▶ **Instruction**: Each line that follows should be printed again exactly as it stands.

▶ **Records to process**:
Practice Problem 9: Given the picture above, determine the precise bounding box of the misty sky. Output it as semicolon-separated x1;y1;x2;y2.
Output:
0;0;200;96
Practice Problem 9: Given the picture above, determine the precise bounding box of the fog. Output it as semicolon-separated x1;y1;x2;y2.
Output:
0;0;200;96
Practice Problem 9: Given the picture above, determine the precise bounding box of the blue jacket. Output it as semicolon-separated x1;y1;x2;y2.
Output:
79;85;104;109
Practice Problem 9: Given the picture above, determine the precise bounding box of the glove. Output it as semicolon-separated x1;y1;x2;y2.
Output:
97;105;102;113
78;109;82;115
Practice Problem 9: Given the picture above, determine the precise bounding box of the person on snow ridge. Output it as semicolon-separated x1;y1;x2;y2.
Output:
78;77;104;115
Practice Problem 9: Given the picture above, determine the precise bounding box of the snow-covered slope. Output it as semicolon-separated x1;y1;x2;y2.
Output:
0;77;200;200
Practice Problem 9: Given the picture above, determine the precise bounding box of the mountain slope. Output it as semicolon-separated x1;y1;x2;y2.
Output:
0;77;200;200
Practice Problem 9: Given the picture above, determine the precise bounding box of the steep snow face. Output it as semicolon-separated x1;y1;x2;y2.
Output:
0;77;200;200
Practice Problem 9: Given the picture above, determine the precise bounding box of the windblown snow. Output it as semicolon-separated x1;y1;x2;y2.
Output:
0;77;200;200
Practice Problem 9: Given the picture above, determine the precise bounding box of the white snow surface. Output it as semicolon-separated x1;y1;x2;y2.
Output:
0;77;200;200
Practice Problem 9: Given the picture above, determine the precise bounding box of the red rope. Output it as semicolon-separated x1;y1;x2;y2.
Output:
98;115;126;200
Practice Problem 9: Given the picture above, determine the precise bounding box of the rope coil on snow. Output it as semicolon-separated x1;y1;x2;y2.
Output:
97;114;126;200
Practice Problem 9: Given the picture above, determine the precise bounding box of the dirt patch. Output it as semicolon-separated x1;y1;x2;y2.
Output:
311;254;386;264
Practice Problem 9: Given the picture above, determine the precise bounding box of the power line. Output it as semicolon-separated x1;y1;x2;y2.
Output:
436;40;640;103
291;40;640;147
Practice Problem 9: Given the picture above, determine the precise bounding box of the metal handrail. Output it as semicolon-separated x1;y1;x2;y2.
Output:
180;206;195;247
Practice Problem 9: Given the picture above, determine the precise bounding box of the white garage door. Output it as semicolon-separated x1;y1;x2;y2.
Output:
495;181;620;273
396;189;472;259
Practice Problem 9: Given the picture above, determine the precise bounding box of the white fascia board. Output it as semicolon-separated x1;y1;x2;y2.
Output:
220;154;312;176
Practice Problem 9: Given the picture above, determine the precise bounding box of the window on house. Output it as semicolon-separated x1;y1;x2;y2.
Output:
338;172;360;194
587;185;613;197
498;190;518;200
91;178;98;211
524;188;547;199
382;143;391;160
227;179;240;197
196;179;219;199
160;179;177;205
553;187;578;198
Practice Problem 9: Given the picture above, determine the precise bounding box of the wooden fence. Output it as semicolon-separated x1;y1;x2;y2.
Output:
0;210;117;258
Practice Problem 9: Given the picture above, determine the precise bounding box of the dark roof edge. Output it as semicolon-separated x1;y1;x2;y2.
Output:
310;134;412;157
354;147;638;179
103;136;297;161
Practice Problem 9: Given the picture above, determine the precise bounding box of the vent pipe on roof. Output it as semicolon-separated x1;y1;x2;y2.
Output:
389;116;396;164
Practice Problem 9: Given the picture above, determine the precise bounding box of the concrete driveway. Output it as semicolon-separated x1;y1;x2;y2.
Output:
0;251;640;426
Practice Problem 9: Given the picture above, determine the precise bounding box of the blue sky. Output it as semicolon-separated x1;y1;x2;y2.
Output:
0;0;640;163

▶ **Response to the exercise**:
Practice Problem 9: Given the picture above, determine the precise bounding box of the misty sky. Output it as semicolon-separated x1;y1;x2;y2.
Output:
0;0;200;96
Practice Problem 9: Given the picture above, determine the precise bounding box of the fog. Output it as semicolon-separated x1;y1;x2;y2.
Output:
0;0;200;96
Practice Problem 9: Given the picture above, determine the precise bounding box of the blue jacket. Output it as semicolon-separated x1;y1;x2;y2.
Output:
79;85;104;109
Practice Problem 9: Given the picture above, determine the precise bounding box of the glove. Output it as semicolon-separated x1;y1;x2;y2.
Output:
97;105;102;113
78;109;82;115
Practice Problem 9: Given the picture above, determine the precise bounding box of the person on snow ridge. Output it as semicolon-separated x1;y1;x2;y2.
Output:
78;77;104;115
Practice Problem 9: Given the picture above, determine the precise bounding box of the snow-covered slope. Output it as semicolon-separated x1;y1;x2;y2.
Output:
0;77;200;200
Practice Problem 9: Given the picture above, determine the precise bounding box of the mountain slope. Output it as semicolon-separated x1;y1;x2;y2.
Output:
0;77;200;200
Practice Problem 9: Given the picture above, determine the precise bounding box of the steep snow face. Output it as semicolon-separated x1;y1;x2;y2.
Output:
0;77;200;200
Practice Problem 9: Given the picture above, determine the precise bounding box of the windblown snow. Output it as semicolon-separated x1;y1;x2;y2.
Output:
0;77;200;200
Practice Problem 9: Given the picture above, determine the precise bounding box of the white snow surface. Output it as semicolon-separated x1;y1;x2;y2.
Output:
0;77;200;200
Practice Problem 9: Given the picture above, determine the precise bounding box of the red rope. Output it as semicolon-separated x1;y1;x2;y2.
Output:
98;115;126;200
Practice Problem 9: Given the picture above, determine the precise bounding box of the rope coil on snow. Output it as semicolon-separated x1;y1;x2;y2.
Output:
97;114;126;200
Practice Problem 9: Given the picture above, determine the precise bounding box of the dirt patch. Output it as semicolon-separated x1;y1;x2;y2.
Output:
311;254;386;264
Practice Problem 9: Given the picture above, determine the precise bounding box of the power line. Output it as semicolon-separated x1;y1;x2;y2.
Output:
436;40;640;103
291;40;640;147
Practice Problem 9: Given the picture above, determine the precise bounding box of the metal handrail. Output it as semicolon-separated x1;y1;x2;y2.
Output:
180;206;195;247
Practice Problem 9: Given the picture above, determine the precise bounding box of the white garage door. Output it as semicolon-separated x1;y1;x2;y2.
Output:
495;181;620;273
396;189;472;259
Practice Problem 9: Given the picture above, determine the precise bounding box of the white fascia board. Output it as semicolon-separated x1;y1;x2;y2.
Output:
220;154;312;176
Practice Problem 9: Given the picture above, determine the precise bounding box of the window on house. Output it as semicolon-separated x1;y1;x2;y2.
Output:
338;172;360;194
587;185;613;197
498;190;518;200
91;178;98;211
524;188;547;199
382;143;391;160
227;179;240;197
196;179;219;199
160;179;177;205
553;187;578;198
Practice Problem 9: Given the picture above, determine the precise bounding box of the wooden fence. Output it as semicolon-separated x1;y1;x2;y2.
Output:
0;210;117;258
Practice Problem 9: Given the picture above, determine the precise bounding box of the dark roof edge. Output it as semicolon-separated x1;y1;x2;y2.
Output:
310;134;412;157
354;147;638;179
103;136;297;161
Practice Problem 9: Given the picture above, determine the precise bounding box of the vent pipe on roof. Output it as semicolon-separated x1;y1;x2;y2.
Output:
389;116;396;164
Practice Problem 9: Given the picture above, determine the precise bounding box of the concrete driveway. Output it as semicolon-separated x1;y1;x2;y2.
Output:
0;251;640;426
Practice Problem 9: Given the picture above, determine the precise bounding box of the blue sky. Output it as semicolon-separated x1;y1;x2;y2.
Output:
0;0;640;163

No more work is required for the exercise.